[Start of section]
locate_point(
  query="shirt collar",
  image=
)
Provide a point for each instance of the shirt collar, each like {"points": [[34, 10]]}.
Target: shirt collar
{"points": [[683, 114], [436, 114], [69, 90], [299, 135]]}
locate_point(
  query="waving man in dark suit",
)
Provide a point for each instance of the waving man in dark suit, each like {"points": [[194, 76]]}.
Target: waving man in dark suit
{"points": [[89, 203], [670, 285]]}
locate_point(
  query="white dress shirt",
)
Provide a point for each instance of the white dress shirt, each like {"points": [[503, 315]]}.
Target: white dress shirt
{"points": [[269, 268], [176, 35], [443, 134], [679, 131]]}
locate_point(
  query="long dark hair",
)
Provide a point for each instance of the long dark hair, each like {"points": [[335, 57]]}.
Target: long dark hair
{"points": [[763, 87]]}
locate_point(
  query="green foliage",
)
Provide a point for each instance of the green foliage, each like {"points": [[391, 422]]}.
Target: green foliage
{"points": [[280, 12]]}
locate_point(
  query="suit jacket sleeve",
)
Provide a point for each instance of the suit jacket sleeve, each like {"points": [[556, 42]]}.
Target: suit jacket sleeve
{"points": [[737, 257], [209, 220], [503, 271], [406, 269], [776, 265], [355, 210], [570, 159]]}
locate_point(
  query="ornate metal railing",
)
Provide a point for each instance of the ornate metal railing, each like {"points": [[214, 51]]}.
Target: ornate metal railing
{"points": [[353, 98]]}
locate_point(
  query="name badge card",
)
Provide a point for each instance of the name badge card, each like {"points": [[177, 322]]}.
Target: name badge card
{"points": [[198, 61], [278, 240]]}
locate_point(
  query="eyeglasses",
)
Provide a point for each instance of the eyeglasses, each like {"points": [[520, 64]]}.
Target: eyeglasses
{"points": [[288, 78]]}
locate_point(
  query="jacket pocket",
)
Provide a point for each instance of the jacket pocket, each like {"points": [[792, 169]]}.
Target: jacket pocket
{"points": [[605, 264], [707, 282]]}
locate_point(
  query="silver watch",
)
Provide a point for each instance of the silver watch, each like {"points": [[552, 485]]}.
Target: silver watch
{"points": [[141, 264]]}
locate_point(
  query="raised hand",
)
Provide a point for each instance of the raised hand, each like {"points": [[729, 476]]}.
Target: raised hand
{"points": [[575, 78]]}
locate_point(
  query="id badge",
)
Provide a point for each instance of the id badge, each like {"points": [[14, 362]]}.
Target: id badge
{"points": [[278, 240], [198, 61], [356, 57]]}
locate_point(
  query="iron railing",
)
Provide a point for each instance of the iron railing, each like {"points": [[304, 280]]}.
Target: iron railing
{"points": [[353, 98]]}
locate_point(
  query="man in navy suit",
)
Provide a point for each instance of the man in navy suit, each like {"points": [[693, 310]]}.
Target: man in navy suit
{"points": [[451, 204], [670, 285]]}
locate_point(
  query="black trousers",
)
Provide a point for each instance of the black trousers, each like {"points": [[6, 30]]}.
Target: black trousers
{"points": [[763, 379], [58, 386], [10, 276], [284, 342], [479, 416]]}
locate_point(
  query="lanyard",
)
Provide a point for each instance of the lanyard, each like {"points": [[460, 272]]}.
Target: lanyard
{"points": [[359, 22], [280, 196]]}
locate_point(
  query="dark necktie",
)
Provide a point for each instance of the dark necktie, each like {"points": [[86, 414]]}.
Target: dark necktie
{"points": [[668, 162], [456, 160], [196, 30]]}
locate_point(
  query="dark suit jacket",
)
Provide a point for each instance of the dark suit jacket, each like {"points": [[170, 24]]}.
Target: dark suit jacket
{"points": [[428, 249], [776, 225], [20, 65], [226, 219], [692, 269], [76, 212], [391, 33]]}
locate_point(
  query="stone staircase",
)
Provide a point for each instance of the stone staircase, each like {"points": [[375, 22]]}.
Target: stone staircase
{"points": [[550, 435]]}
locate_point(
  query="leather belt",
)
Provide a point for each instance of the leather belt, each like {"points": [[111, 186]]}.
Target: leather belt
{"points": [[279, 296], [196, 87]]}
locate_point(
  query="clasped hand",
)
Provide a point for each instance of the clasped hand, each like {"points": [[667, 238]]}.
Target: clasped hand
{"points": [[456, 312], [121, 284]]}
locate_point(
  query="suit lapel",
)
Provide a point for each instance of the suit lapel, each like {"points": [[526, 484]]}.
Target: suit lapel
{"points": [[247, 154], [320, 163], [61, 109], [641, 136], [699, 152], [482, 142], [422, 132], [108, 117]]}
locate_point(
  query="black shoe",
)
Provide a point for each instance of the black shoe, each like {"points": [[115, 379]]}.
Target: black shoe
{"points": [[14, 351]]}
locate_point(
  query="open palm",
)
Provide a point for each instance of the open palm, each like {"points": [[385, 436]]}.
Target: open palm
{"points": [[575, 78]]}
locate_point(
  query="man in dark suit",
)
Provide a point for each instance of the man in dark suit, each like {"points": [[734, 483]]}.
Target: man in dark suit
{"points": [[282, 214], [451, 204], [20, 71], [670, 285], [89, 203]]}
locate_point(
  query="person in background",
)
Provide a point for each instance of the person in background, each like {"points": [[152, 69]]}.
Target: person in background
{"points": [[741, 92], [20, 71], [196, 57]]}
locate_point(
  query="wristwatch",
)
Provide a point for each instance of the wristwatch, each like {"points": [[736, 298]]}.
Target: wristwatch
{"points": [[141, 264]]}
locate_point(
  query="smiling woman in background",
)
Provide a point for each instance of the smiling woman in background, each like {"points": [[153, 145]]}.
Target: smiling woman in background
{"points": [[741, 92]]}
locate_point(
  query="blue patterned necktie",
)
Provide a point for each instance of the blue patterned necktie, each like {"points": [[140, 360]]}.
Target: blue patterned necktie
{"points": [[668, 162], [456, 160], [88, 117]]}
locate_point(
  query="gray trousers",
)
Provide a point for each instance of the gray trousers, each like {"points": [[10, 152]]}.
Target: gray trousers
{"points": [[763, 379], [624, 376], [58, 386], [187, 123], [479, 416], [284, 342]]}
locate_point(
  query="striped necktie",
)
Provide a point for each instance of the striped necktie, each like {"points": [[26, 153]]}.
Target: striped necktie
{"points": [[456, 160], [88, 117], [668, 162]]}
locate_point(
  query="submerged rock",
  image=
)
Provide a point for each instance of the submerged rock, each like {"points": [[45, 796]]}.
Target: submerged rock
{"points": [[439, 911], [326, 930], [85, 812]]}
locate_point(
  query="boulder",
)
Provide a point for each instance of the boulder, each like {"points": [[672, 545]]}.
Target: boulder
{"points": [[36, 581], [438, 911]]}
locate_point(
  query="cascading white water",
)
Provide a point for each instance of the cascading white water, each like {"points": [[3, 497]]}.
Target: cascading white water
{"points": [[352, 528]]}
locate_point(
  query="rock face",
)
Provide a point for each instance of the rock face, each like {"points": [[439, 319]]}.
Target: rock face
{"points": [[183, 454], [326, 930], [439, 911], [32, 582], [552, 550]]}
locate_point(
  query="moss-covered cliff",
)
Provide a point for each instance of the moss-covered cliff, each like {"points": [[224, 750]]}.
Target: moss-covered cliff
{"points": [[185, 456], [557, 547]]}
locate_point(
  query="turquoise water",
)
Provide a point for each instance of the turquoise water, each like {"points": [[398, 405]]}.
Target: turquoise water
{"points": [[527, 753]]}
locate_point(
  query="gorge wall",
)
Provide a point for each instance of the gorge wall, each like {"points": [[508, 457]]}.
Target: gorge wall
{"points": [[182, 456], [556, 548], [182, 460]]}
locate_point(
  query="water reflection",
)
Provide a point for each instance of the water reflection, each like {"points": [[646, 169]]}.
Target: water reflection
[End of section]
**Aim of the exercise**
Filter the entries and copy out every line with the word "reflection".

**Written reply**
  query="water reflection",
Provide a point for each instance of the water reflection, each like {"points": [[646, 169]]}.
Target: water reflection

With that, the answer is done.